-- WORK REQUEST --
Show every line below where "striped" appears.

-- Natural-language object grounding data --
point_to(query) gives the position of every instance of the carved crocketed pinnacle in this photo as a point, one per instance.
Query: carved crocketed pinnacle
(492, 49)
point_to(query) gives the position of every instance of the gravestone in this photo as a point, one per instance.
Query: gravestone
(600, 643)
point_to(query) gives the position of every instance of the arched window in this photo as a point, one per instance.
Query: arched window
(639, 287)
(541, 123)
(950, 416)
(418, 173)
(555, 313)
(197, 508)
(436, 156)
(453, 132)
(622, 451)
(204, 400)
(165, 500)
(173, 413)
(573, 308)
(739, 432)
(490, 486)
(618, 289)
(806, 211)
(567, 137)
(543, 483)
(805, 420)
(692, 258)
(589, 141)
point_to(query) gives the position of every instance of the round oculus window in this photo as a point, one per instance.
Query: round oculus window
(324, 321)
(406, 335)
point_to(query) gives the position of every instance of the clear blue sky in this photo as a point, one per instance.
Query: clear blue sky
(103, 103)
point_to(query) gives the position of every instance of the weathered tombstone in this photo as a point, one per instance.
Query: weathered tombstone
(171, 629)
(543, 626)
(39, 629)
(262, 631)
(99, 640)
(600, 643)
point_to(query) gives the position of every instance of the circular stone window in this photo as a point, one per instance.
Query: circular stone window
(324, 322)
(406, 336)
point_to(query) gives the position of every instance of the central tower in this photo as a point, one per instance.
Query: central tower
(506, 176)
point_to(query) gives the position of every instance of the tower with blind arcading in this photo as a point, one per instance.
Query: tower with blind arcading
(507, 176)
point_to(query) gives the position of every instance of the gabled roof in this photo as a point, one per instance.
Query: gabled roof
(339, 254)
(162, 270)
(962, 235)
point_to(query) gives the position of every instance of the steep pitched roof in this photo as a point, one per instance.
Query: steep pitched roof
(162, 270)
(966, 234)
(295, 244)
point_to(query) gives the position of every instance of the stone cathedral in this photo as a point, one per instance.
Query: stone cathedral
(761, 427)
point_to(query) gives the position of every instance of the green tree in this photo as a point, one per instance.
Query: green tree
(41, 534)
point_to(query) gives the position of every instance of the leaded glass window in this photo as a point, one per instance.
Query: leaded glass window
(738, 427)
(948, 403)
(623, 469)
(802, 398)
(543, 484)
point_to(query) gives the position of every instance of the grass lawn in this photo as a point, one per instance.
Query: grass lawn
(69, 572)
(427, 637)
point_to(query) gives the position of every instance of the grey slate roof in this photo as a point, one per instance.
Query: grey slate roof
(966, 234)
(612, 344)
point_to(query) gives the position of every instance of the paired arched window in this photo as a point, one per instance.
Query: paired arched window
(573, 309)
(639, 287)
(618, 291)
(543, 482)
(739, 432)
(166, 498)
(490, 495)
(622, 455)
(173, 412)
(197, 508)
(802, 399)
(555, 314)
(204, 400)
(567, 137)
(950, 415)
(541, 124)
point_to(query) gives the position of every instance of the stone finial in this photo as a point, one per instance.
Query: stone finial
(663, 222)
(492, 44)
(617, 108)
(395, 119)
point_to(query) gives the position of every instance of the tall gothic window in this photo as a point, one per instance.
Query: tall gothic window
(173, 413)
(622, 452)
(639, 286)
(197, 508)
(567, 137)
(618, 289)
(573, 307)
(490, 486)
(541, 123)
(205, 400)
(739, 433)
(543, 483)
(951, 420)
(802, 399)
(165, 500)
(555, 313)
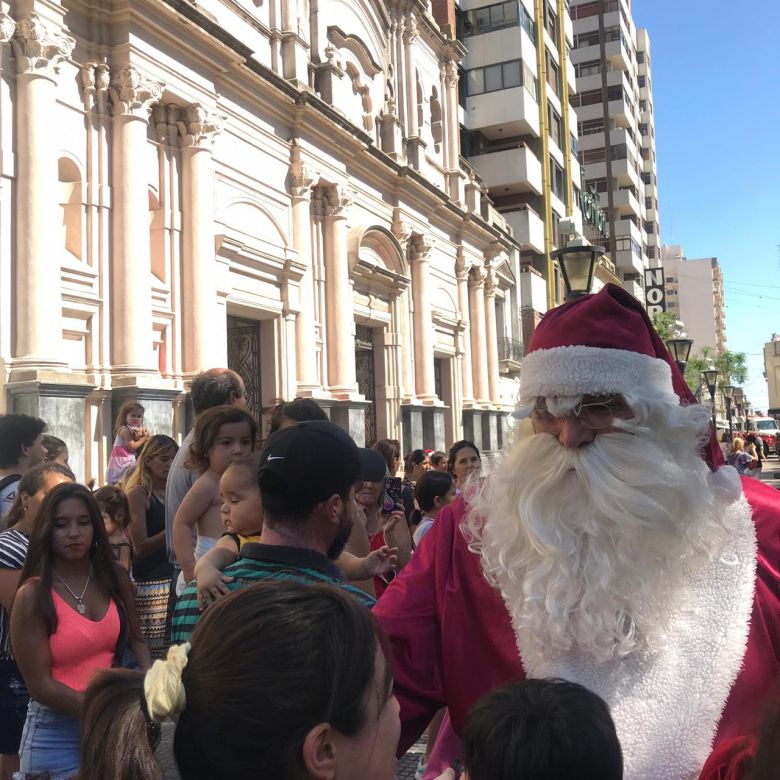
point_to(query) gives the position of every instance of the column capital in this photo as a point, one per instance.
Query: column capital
(336, 200)
(491, 282)
(477, 277)
(199, 127)
(38, 49)
(400, 229)
(95, 78)
(420, 247)
(411, 31)
(165, 117)
(450, 72)
(7, 27)
(133, 93)
(300, 180)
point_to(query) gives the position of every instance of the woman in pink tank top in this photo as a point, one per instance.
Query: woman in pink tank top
(73, 610)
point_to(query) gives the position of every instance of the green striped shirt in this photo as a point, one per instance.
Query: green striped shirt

-- RESPONSE AREA --
point_to(query) gives the position of every instance of the green striped shirt in this photo as a point, one per instance.
Query: green striped shirt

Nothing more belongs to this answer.